What needs to be done: How many lines of the listing below contain the string "juice"? Reply with the number only.

Provided records:
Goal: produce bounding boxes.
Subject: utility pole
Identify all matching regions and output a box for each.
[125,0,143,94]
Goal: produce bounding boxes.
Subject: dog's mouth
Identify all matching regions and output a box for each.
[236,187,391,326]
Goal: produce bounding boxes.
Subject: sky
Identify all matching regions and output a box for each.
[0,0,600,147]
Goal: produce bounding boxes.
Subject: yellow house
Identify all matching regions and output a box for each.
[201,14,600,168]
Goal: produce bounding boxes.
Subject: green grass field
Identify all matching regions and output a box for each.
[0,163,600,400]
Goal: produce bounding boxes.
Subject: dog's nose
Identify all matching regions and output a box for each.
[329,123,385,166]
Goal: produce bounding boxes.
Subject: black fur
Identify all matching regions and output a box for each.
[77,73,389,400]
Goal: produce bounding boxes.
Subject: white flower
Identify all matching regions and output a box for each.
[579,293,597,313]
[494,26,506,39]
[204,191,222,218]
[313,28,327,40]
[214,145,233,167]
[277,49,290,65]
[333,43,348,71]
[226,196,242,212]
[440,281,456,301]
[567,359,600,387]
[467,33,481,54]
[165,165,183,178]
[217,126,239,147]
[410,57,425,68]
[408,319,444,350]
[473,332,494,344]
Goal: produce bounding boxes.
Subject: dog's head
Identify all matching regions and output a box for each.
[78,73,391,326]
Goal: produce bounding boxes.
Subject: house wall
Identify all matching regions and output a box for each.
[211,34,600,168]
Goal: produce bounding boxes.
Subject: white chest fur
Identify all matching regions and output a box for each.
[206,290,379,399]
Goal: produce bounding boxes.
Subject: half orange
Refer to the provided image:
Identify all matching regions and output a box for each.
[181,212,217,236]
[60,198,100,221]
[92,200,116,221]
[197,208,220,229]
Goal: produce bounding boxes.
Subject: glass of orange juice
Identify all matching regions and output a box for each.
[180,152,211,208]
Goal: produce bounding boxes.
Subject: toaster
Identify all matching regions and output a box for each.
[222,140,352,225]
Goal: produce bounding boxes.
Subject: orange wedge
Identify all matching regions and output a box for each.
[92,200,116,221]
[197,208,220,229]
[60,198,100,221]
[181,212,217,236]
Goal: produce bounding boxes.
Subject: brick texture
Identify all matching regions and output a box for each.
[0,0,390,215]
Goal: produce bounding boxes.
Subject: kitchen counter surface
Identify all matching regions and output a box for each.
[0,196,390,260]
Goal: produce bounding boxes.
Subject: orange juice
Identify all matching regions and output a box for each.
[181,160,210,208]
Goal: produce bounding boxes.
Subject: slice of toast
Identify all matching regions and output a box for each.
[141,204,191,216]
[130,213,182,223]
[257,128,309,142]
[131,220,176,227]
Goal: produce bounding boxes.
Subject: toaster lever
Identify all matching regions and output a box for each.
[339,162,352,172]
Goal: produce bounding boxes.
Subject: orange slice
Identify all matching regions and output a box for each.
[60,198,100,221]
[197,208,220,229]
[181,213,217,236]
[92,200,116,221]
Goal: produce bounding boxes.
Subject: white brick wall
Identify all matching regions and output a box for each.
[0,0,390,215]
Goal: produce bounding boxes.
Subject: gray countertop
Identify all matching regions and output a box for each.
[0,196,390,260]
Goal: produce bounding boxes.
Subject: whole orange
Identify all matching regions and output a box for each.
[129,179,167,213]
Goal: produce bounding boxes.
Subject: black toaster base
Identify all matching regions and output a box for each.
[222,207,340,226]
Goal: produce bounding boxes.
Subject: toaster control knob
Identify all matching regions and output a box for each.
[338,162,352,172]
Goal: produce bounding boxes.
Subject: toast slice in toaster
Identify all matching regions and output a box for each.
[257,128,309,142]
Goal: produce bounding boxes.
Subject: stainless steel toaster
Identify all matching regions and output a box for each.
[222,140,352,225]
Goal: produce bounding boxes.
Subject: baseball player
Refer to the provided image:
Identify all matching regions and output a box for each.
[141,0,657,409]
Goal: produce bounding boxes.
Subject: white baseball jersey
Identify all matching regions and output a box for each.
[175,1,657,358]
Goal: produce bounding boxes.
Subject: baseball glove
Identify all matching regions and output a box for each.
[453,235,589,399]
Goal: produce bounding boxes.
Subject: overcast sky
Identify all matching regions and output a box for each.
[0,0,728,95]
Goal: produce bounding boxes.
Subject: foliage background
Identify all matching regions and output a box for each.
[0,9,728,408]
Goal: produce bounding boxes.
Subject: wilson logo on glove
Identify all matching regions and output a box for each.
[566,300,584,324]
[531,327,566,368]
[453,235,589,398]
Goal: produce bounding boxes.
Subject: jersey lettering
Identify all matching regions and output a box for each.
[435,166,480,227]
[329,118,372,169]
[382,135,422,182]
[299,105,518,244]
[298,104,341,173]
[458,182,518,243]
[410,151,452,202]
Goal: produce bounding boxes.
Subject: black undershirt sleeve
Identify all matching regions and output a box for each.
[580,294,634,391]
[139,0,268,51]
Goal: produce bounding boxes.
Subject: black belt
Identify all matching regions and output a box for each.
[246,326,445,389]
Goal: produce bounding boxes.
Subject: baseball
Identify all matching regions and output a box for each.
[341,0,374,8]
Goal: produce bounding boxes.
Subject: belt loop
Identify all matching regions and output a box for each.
...
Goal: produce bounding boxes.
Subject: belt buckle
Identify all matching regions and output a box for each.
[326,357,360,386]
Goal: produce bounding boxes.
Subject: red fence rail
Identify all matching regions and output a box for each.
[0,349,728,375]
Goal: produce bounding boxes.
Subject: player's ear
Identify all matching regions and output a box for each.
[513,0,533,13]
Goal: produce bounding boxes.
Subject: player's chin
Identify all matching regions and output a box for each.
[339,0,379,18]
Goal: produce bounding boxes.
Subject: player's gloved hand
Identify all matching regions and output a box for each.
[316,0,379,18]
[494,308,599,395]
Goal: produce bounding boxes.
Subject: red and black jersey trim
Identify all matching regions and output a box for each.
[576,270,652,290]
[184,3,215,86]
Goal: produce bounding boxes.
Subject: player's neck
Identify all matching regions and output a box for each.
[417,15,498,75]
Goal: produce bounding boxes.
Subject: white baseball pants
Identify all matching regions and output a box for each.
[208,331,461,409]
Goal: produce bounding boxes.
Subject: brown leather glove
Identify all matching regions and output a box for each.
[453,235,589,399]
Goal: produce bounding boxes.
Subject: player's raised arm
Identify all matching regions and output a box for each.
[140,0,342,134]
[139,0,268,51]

Reply: 2